== PASSAGE ==
/---

Summary and Price Action Rundown
Global risk assets mostly retreated overnight as yesterday’s Federal Reserve decision spurred mixed market reactions, while investors await key US jobs data. S&P 500 futures point to a 1.2% lower open after the index lost 0.5% yesterday, retracing the prior session’s upside and paring its year-to-date gain to 4.8%, which is around 5.5% below early September’s record high. The tech-heavy Nasdaq returned to underperformance yesterday, sinking 1.2% and paring its year-to-date gains to 23.2%. Equities in the EU and Asia also posted losses overnight. Despite yesterday’s resolutely dovish messaging from the Fed, a broad dollar index is finding support near its recent 28-month low, while longer-dated Treasury yields are slipping lower, with the 10-year yield at 0.67%. Brent crude prices are back above $42 as OPEC+ meets today.
Federal Reserve Decision Continues to Reverberate in Markets
Investors are still digesting yesterday’s Fed decision, which featured increasingly accommodative guidance on rates, though the FOMC declined to enact the most dovish potential formulations that some had predicted. Analysts are pondering the nuanced and muted reaction in financial markets to what was a historically dovish Federal Reserve meeting. In yesterday’s decision, the FOMC unsurprisingly left interest rates unchanged at 0-0.25% and projected that it would maintain this ultra-low rate range through at least 2023 in order to facilitate the US economy recovery from the fallout of the coronavirus pandemic. Specifically, the accompanying statement indicated that this accommodative rate would likely be maintained “until labor market conditions have reached levels consistent with the Committee’s assessments of maximum employment and inflation has risen to 2% and is on track to moderately exceed 2% for some time.” Analysts are noting that the US economy has very seldom achieved this highly favorable economic scenario during the modern era. Dallas Fed President Kaplan dissented in favor of a more flexible formulation, allowing for more proactive monetary tightening, while Minneapolis Fed President Kashkari expressed his preference to steer policy toward 2% inflation “on a sustained basis.” The statement also reiterated a commitment to continue buying Treasuries and mortgage backed securities at least at the current pace of $80 billion and $40 billion, respectively, over “coming months.” In his press conference, Chair Powell declined to invoke the strictest form of “enhanced guidance,” which would formally tie policy decisions to inflation and unemployment targets. He did mention that the Main Street Lending Program, which has now deployed a paltry $2 billion of its $600 billion total firepower, is being tweaked in an effort to improve uptake.

\---

== RECORDED DATA ==
/---

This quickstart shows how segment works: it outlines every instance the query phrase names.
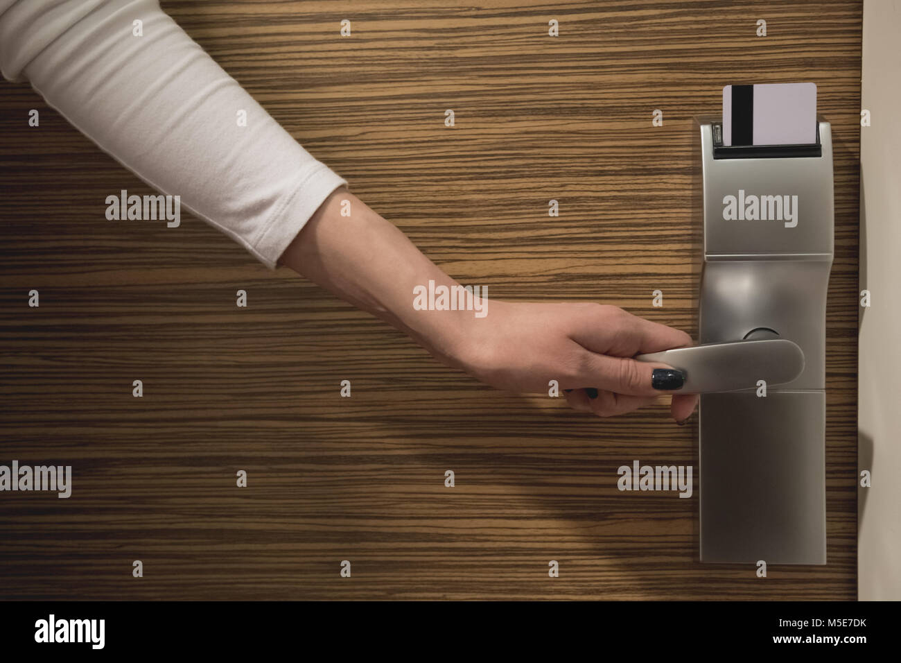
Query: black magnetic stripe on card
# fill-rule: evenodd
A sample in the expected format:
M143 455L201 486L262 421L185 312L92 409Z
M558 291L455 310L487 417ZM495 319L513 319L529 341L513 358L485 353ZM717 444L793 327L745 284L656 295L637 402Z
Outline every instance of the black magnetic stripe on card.
M754 144L754 86L733 86L733 144Z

\---

== GOAL OF THE EXERCISE ==
According to the market summary, at what range did the FOMC leave interest rates? The items have nothing to do with the market summary.

== EXERCISE ANSWER ==
The FOMC left interest rates unchanged at 0-0.25%.